EXCERPT PROVIDED:
══════════
The top official in India’s West Bengal state told mourners Monday that her government was working to ensure that a hospital fire that killed 93 people would be the last tragedy of its kind.
Officials say lax safety standards contributed to the tragedy Friday at AMRI Hospital in Kolkata, where much of the staff fled, leaving patients to suffocate from smoke inhalation from the basement fire.
Seven hospital directors have been charged with culpable homicide, including one being treated for smoke inhalation. The hospital has denied violating safety procedures and vowed to investigate.
Hundreds of mourners gathered with top state ministers and senior police officials at a park near the hospital Monday to pay tribute to the victims.
Some lay floral wreaths at a one meter (three foot) concrete column that police had already erected in memory of the fire victims. A police band played a song in honor of those killed. The death toll from the fire rose to 93, with two of the injured dying.
══════════
DATASET RECORDS:
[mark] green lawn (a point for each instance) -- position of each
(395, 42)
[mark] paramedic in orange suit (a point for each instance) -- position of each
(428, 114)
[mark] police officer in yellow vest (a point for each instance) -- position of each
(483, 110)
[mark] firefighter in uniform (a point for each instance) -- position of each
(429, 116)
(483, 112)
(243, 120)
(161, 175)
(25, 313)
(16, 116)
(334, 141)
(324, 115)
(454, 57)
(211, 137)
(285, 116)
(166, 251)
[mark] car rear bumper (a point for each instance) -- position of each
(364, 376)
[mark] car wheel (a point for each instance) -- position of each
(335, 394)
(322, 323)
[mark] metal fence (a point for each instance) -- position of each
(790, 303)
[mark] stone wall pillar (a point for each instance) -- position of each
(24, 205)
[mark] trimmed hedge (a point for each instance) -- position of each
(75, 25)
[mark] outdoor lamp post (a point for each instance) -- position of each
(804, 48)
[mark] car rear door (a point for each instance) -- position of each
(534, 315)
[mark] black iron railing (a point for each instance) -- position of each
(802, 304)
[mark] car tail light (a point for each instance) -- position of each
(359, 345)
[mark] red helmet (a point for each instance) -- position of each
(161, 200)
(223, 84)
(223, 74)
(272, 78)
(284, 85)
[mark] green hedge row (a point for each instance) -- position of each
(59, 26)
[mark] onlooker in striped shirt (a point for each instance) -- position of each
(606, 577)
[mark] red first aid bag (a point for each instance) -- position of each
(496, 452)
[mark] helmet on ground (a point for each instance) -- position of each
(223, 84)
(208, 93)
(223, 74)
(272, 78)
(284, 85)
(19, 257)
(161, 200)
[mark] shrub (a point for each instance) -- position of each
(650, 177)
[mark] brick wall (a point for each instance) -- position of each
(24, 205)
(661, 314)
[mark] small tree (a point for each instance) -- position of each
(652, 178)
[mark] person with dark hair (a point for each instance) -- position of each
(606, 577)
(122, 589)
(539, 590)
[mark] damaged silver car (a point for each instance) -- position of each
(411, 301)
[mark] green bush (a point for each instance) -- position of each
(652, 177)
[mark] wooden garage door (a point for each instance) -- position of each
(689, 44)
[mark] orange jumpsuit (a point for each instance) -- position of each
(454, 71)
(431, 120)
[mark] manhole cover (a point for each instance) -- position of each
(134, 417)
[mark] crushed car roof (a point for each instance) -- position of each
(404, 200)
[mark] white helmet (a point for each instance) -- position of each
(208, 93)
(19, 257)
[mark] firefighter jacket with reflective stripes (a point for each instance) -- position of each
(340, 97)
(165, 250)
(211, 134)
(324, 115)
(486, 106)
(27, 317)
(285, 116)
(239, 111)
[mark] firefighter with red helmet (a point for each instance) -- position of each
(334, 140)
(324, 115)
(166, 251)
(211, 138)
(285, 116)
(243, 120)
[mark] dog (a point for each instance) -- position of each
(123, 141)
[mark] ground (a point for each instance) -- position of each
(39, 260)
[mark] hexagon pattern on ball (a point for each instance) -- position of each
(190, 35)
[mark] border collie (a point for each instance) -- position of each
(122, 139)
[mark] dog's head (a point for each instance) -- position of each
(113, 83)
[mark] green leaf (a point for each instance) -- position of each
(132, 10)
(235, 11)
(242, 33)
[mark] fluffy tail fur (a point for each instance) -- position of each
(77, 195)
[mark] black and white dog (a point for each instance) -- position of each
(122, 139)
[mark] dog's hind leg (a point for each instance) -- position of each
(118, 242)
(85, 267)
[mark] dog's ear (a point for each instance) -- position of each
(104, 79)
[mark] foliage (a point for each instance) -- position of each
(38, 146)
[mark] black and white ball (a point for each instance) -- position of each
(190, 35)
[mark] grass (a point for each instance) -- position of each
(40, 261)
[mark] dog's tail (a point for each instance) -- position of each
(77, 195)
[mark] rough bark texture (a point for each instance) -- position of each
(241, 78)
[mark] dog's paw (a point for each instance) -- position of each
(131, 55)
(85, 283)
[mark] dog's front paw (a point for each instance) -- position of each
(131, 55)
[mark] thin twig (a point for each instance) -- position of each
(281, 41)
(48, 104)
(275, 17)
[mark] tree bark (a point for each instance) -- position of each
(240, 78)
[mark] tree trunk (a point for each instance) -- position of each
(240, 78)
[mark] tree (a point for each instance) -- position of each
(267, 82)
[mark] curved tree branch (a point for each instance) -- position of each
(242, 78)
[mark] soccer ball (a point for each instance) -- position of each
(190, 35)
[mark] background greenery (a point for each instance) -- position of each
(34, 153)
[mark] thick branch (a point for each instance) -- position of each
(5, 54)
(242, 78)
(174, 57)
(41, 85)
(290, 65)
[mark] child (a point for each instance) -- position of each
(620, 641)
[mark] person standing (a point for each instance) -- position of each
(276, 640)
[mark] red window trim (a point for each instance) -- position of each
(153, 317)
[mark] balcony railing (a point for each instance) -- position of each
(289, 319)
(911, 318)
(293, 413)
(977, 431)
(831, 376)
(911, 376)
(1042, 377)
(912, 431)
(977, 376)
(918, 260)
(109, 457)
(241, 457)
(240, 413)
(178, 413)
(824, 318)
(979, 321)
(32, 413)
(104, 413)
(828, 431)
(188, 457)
══════════
REQUIRED ACTIONS:
1 – According to the article about the AMRI Hospital fire in Kolkata, how many hospital directors have been charged with culpable homicide?
2 – Carry the article about the AMRI Hospital fire in Kolkata forward from its last sentence.

RESPONSES TO THE EXERCISE:
1 – Seven.

2 –
“We must take steps to prevent recurrence of such tragedy. I will sit with all my departments and ensure that,” West Bengal Chief Minister Mamata Banerjee said.
Banerjee also planned to honor 36 people from a nearby slum who struggled to rescue the patients from the burning building.
In the wake of the fire, officials across India have ordered hospital safety reviews. Safety regulations are routinely ignored in India, where fire stairways and evacuation drills are rare.